◆ **課題**
以下の資料で文字列「person」を含む行の数を数え、その数だけを答えよ。大文字と小文字は区別する。

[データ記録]
────

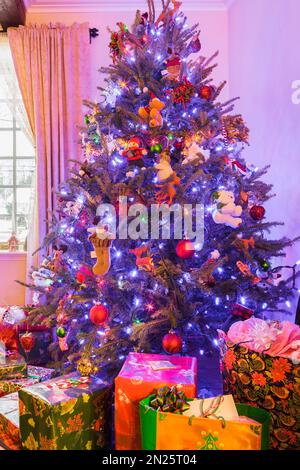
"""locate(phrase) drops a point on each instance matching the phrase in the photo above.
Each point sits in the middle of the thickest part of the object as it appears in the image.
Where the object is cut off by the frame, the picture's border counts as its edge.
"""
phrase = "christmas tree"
(159, 136)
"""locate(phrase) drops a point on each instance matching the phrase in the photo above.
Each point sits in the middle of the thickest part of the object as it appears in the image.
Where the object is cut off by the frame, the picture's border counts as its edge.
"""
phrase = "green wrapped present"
(12, 367)
(9, 422)
(35, 375)
(202, 426)
(66, 413)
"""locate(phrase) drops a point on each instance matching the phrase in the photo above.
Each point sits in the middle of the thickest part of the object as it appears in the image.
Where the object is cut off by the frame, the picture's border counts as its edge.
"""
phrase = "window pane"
(6, 202)
(5, 116)
(24, 147)
(5, 227)
(23, 200)
(22, 227)
(6, 143)
(25, 172)
(6, 172)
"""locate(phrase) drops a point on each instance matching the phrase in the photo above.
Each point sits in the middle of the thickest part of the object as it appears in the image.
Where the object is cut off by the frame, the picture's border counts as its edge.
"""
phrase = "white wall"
(264, 38)
(213, 25)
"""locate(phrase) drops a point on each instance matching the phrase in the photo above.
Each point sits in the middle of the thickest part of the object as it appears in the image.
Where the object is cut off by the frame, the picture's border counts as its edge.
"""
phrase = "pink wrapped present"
(276, 338)
(139, 377)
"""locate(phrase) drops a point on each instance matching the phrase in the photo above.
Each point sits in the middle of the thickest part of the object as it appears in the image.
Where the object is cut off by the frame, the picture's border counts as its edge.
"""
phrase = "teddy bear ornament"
(151, 114)
(225, 210)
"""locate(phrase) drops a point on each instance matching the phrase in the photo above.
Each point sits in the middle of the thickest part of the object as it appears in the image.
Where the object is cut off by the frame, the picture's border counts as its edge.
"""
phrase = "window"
(17, 166)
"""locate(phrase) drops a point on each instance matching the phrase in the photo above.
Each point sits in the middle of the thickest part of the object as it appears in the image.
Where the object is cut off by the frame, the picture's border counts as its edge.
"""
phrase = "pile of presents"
(155, 404)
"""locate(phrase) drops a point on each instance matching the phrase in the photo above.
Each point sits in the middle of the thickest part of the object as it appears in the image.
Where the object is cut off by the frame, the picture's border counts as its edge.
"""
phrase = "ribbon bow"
(171, 400)
(212, 409)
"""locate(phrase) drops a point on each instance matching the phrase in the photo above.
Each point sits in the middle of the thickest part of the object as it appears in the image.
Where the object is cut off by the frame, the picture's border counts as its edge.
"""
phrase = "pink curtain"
(52, 66)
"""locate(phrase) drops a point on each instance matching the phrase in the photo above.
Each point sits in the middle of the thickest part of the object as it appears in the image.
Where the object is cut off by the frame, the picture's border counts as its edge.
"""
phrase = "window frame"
(14, 159)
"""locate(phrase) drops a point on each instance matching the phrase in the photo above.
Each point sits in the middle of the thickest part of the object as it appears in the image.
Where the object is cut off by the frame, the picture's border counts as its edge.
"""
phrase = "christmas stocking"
(102, 253)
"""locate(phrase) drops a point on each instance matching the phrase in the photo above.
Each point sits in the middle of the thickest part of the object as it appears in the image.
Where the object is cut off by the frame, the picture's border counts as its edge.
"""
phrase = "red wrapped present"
(42, 339)
(35, 375)
(139, 377)
(9, 421)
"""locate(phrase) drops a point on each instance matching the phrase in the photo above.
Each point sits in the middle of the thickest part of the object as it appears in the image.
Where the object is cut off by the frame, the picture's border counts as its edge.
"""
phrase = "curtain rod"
(94, 32)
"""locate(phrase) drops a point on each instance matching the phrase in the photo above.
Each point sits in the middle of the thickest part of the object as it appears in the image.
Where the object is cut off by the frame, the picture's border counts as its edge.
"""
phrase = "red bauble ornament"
(27, 341)
(83, 274)
(206, 92)
(241, 311)
(172, 343)
(257, 212)
(185, 249)
(99, 314)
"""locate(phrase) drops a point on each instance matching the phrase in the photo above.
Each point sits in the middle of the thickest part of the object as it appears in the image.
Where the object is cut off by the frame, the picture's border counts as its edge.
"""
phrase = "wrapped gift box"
(140, 375)
(35, 375)
(8, 336)
(9, 421)
(268, 382)
(188, 431)
(39, 354)
(12, 366)
(65, 413)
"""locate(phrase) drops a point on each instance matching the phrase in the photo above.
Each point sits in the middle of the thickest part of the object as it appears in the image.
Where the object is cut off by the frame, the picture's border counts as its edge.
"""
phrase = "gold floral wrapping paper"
(170, 431)
(271, 383)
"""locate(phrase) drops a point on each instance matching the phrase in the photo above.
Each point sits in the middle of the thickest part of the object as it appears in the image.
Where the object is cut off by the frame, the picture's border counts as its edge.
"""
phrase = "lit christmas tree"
(158, 136)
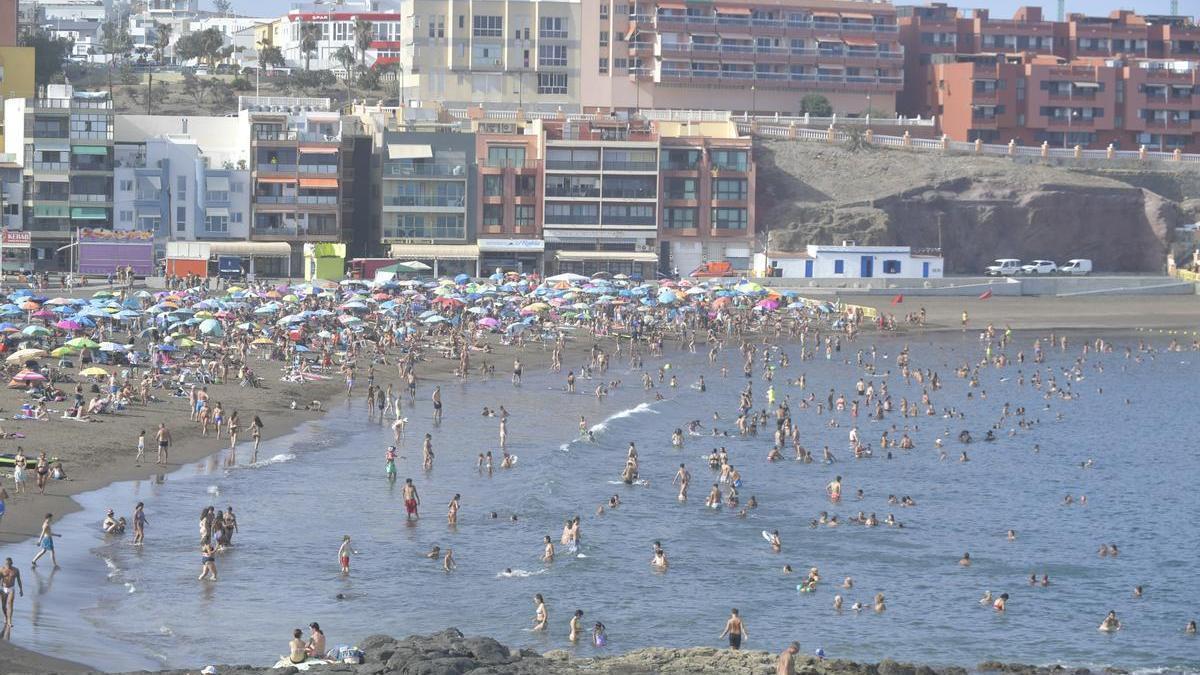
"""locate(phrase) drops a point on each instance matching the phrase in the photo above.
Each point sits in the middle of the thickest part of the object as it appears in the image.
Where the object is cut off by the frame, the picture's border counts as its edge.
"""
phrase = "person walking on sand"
(10, 584)
(735, 629)
(139, 524)
(163, 437)
(343, 554)
(46, 542)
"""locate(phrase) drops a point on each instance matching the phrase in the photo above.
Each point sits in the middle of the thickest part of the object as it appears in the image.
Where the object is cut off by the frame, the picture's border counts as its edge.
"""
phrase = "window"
(681, 187)
(551, 83)
(525, 215)
(505, 156)
(729, 189)
(730, 219)
(552, 54)
(493, 185)
(493, 214)
(216, 223)
(552, 27)
(730, 160)
(679, 219)
(489, 27)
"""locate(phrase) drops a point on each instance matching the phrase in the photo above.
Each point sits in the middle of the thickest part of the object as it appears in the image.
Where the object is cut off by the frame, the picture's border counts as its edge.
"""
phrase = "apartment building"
(511, 192)
(427, 199)
(760, 57)
(181, 178)
(334, 29)
(939, 29)
(65, 143)
(1087, 102)
(295, 147)
(508, 53)
(600, 196)
(707, 186)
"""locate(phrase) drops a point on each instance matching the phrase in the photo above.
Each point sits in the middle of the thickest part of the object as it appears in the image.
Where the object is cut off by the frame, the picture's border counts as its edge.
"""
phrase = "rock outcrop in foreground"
(451, 653)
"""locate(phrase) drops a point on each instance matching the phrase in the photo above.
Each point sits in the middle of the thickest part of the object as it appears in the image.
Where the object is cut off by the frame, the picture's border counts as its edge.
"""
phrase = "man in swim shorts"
(412, 500)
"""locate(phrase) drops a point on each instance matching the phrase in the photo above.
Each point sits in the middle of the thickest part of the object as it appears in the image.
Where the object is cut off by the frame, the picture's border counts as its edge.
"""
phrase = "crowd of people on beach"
(183, 346)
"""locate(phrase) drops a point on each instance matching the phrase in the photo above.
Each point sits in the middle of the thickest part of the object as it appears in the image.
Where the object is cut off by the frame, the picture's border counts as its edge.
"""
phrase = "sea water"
(121, 608)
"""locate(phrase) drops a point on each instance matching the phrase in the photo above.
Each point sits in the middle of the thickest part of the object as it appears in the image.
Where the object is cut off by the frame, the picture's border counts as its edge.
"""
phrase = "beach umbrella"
(83, 344)
(29, 376)
(211, 327)
(25, 354)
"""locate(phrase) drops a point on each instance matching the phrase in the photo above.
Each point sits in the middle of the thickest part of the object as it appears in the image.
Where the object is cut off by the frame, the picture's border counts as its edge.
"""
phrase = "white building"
(183, 178)
(849, 261)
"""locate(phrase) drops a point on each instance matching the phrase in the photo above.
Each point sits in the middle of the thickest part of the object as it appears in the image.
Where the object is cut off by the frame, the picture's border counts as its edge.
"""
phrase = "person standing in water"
(343, 554)
(412, 500)
(735, 629)
(46, 543)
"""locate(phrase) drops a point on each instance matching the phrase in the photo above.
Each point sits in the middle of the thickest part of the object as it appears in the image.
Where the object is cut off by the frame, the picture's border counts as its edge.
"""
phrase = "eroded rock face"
(975, 208)
(449, 652)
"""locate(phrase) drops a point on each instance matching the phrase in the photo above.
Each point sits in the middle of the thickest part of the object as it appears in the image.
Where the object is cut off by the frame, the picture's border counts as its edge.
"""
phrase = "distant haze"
(1001, 9)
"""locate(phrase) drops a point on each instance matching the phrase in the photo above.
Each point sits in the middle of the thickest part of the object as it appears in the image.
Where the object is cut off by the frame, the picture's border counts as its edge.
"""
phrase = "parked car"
(1077, 266)
(1003, 267)
(1039, 267)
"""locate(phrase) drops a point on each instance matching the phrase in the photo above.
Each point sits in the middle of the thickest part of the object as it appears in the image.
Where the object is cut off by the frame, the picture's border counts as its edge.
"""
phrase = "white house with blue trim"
(849, 261)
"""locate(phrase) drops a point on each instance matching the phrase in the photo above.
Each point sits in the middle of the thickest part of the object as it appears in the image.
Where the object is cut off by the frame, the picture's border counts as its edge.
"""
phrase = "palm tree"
(310, 34)
(364, 34)
(161, 39)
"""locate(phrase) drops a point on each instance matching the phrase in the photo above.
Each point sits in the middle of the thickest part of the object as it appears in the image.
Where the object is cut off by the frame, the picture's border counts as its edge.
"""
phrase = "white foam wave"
(628, 412)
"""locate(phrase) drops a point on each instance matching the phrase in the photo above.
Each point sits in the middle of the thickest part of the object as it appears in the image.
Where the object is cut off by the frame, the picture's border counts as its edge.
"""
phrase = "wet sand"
(96, 454)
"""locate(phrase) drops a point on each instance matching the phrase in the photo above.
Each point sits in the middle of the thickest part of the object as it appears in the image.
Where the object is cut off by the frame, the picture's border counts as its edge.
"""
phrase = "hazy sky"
(1002, 9)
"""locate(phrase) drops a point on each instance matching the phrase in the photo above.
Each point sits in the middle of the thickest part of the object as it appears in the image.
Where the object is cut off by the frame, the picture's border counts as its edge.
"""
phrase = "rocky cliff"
(975, 208)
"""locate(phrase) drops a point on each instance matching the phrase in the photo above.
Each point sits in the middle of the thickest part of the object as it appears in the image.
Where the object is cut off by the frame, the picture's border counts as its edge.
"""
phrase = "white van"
(1003, 267)
(1077, 266)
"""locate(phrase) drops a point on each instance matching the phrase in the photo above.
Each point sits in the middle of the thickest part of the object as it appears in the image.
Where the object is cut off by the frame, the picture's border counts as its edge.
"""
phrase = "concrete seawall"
(1011, 286)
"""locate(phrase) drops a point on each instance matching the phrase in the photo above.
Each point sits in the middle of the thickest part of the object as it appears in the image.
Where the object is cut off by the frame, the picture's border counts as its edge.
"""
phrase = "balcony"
(628, 193)
(573, 191)
(573, 165)
(425, 201)
(433, 169)
(622, 165)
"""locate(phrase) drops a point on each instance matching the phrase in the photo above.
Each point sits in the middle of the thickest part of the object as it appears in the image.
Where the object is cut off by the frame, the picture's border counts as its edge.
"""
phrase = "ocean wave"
(628, 412)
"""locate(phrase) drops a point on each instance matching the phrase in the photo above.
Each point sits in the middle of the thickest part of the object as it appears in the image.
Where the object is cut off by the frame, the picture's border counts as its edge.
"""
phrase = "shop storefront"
(510, 255)
(445, 260)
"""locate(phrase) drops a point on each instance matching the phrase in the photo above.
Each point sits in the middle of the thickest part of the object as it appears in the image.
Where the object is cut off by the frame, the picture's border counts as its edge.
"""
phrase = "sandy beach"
(99, 453)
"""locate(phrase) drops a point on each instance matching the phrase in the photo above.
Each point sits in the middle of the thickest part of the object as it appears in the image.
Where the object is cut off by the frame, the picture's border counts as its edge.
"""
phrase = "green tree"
(270, 57)
(49, 54)
(816, 105)
(364, 34)
(310, 35)
(204, 46)
(161, 40)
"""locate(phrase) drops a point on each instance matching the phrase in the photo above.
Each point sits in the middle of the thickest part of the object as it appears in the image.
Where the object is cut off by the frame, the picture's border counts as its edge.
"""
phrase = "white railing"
(832, 135)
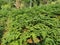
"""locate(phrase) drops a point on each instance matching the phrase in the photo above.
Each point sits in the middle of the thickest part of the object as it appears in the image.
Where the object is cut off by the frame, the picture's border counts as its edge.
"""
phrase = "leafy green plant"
(36, 25)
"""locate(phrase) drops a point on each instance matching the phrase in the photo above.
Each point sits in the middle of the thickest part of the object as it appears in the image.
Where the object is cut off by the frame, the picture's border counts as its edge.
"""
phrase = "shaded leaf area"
(35, 26)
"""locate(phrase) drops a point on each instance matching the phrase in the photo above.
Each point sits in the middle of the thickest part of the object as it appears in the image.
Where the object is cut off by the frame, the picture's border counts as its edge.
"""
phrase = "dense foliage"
(32, 26)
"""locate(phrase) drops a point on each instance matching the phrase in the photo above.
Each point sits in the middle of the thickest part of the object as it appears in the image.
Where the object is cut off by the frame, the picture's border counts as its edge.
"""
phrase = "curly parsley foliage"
(37, 22)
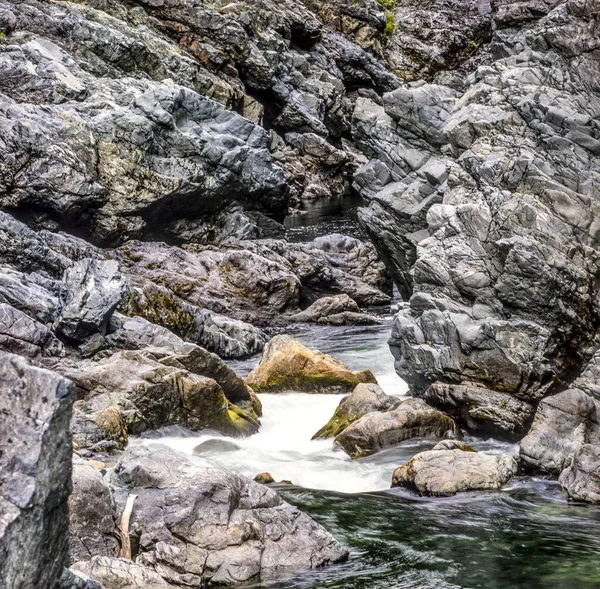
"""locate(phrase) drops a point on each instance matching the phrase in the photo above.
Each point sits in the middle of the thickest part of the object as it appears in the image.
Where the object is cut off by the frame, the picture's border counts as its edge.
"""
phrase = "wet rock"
(136, 333)
(453, 445)
(365, 398)
(581, 478)
(91, 291)
(441, 473)
(563, 423)
(264, 478)
(412, 419)
(117, 573)
(148, 394)
(92, 513)
(215, 445)
(19, 334)
(35, 474)
(288, 365)
(196, 521)
(481, 409)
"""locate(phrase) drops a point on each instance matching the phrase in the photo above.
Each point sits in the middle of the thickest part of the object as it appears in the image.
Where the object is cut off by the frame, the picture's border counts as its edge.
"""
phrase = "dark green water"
(527, 537)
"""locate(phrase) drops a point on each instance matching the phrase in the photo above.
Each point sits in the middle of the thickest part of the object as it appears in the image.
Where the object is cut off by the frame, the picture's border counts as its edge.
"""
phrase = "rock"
(482, 410)
(19, 334)
(215, 445)
(287, 365)
(442, 473)
(326, 306)
(563, 423)
(91, 292)
(264, 478)
(196, 521)
(138, 334)
(488, 228)
(35, 474)
(92, 514)
(117, 573)
(581, 478)
(412, 419)
(136, 392)
(365, 398)
(453, 445)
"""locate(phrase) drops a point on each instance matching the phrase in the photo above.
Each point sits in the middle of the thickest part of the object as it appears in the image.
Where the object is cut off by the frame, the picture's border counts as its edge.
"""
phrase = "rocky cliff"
(150, 151)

────

◆ **回答全文**
2